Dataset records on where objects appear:
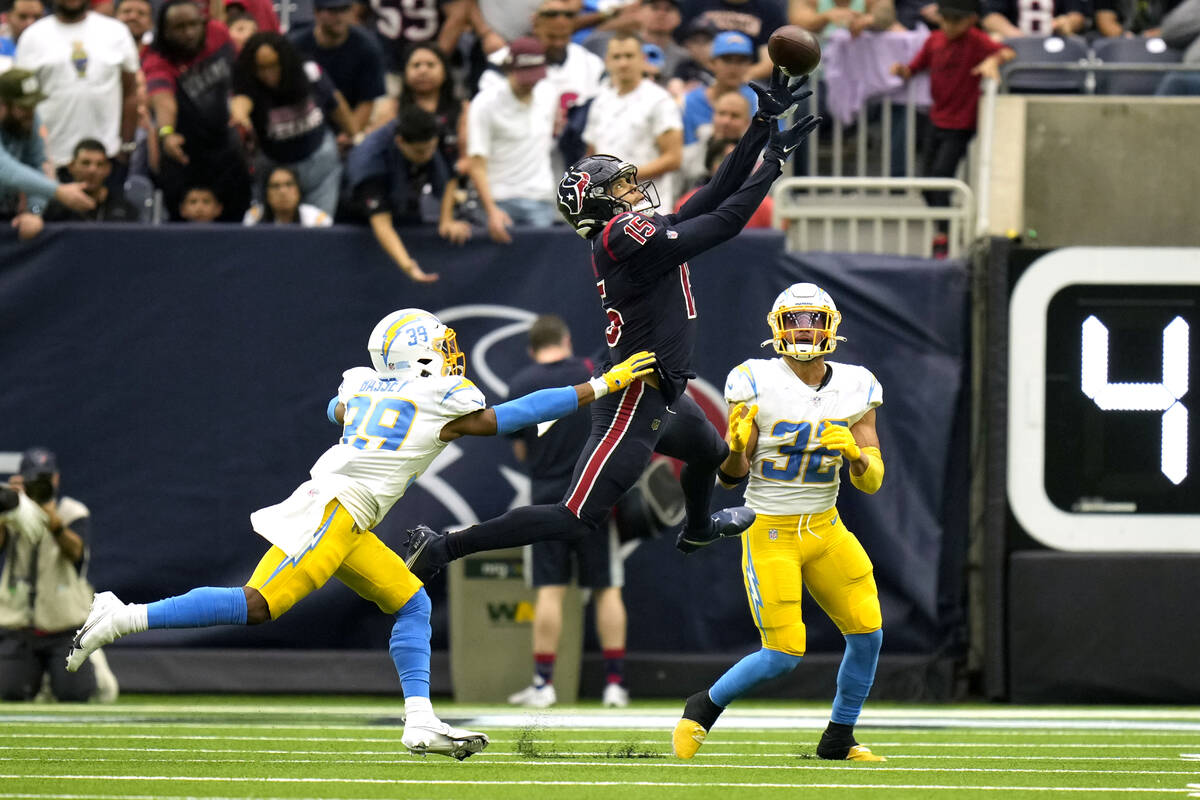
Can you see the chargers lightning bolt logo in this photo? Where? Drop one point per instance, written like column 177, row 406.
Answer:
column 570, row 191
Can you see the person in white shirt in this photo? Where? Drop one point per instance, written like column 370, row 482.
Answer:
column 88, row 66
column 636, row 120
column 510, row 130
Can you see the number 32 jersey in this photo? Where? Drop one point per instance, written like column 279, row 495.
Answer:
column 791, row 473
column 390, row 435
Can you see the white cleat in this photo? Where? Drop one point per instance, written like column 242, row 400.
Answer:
...
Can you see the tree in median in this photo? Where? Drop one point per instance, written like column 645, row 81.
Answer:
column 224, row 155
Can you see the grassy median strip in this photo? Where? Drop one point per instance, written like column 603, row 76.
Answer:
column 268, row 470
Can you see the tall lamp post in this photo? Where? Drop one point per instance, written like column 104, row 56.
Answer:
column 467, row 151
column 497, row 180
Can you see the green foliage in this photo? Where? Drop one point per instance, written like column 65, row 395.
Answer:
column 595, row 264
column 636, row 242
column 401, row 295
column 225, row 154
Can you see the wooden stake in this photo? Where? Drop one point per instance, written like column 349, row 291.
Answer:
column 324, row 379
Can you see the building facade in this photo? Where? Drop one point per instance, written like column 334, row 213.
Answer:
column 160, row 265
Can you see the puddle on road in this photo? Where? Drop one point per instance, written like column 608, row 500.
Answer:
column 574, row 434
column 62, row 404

Written task — Recast the records above as a Markdown table with the columns Number and Line, covering everything from the line containing "Can you see the chargers" down to the line containing "column 510, row 130", both included. Give each line its own numbered row and leave out blank lines.

The reply —
| Number | Line |
|---|---|
| 1 | Can you see the chargers lightning bolt logo in this photo? Where? Drop one point per instance, written like column 177, row 406. |
| 2 | Answer: |
| 3 | column 570, row 191 |
| 4 | Can you see the person in white shirt in this photo? Where? Drop one point per instance, written like column 370, row 482. |
| 5 | Answer: |
| 6 | column 88, row 66 |
| 7 | column 636, row 120 |
| 8 | column 510, row 130 |